▶ [PASSAGE PROVIDED]:
PrEP is also often used together with other prevention methods to further decrease a person’s risk. These include using condoms, disclosing status to partners, and treatment as prevention or TasP. That means an HIV-positive person who is on HIV treatment is very unlikely to pass the virus onto others because the medications they take greatly reduce the HIV in their bloodstream to extremely low levels.
“It’s a great tool,” Robinson said. “If you are a person who can take pills every day, you don’t have to worry about HIV.
Robinson acknowledges there still is much stigma associated with people living with HIV. PrEP conveys that a person taking the prevention tool is not bigoted toward people living with HIV.
“It takes HIV out of the conversation but it doesn’t protect against anything else such as gonorrhea,” he said. “Sex is part of the conversation but it shouldn’t be the main part of the conversation.”
Robinson is not just a public health advocate. He is a patient. The former basic and qualitative scientist is HIV negative and practices safer sex in different ways, among them, using PrEP.
“I have known about PrEP well before approval by the FDA in 2012,” Robinson said. “So I already know that it worked as long as I took it properly. And it made sense logically for me to easily add it to my healthcare strategy…. “My sexual health strategies vary based on the type of sex that I am having. I try to use whatever sexual health prevention tools make sense at the time.”
Robinson said that the vast majority of people who take PrEP, have no side effects.

▶ [TASK SET]:
[1] Answer these from the PrEP passage:
(a) In what year did the FDA approve PrEP?
(b) What infection does Robinson name as something PrEP does not protect against?
(c) What kind of scientist was Robinson formerly?
[2] According to the PrEP passage, why is an HIV-positive person on HIV treatment very unlikely to pass the virus to others?
These rows have no connection to the PrEP passage.

[Saved entries]
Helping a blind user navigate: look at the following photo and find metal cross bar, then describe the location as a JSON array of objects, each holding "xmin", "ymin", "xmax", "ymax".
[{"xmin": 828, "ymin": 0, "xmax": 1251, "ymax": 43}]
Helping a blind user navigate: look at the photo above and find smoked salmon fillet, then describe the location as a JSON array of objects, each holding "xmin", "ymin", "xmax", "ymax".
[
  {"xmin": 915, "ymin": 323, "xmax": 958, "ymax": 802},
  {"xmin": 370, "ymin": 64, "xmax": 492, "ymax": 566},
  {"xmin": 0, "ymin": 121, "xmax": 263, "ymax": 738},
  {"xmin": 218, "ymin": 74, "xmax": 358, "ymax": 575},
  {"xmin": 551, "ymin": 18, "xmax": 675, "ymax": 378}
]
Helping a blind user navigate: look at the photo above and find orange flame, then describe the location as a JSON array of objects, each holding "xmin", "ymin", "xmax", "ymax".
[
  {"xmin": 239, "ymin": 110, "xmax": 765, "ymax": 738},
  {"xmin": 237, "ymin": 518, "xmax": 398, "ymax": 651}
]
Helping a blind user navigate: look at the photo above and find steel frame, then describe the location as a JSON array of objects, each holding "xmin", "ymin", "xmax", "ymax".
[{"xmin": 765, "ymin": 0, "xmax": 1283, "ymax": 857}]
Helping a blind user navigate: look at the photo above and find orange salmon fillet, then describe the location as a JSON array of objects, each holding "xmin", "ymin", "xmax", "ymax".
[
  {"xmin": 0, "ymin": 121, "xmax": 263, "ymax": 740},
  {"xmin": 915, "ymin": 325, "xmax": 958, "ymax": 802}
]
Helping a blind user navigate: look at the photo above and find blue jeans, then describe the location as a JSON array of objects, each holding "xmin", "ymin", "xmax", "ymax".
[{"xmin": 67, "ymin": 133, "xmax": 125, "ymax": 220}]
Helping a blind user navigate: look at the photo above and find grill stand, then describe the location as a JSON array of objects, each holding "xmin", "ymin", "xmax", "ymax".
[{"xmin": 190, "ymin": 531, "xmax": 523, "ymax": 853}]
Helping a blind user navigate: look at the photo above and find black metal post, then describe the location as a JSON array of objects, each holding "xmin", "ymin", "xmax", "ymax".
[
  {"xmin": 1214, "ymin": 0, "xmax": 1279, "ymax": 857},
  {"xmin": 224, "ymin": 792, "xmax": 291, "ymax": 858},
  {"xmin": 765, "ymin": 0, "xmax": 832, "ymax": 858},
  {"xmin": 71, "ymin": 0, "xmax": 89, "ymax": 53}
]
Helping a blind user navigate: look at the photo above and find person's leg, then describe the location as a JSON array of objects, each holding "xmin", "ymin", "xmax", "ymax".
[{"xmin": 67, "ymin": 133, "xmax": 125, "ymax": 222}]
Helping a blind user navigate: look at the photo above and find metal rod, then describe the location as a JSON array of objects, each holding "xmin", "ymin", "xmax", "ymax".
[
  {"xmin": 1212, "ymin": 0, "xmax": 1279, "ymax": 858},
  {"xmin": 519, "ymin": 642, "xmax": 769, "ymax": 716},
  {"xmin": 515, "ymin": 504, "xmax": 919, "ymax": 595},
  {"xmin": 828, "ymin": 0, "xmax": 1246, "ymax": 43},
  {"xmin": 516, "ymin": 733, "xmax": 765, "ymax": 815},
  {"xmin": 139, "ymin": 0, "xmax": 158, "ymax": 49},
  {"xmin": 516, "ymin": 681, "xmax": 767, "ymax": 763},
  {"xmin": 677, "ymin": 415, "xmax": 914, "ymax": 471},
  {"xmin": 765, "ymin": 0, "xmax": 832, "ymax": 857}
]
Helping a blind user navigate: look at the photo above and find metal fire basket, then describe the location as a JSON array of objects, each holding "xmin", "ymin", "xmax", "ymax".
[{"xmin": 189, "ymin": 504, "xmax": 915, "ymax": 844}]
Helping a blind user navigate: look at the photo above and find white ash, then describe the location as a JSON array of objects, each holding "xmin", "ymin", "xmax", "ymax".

▶ [TASK-BY-TASK OUTPUTS]:
[1]
(a) 2012
(b) Gonorrhea
(c) A basic and qualitative scientist

[2] The medications they take greatly reduce the HIV in their bloodstream to extremely low levels.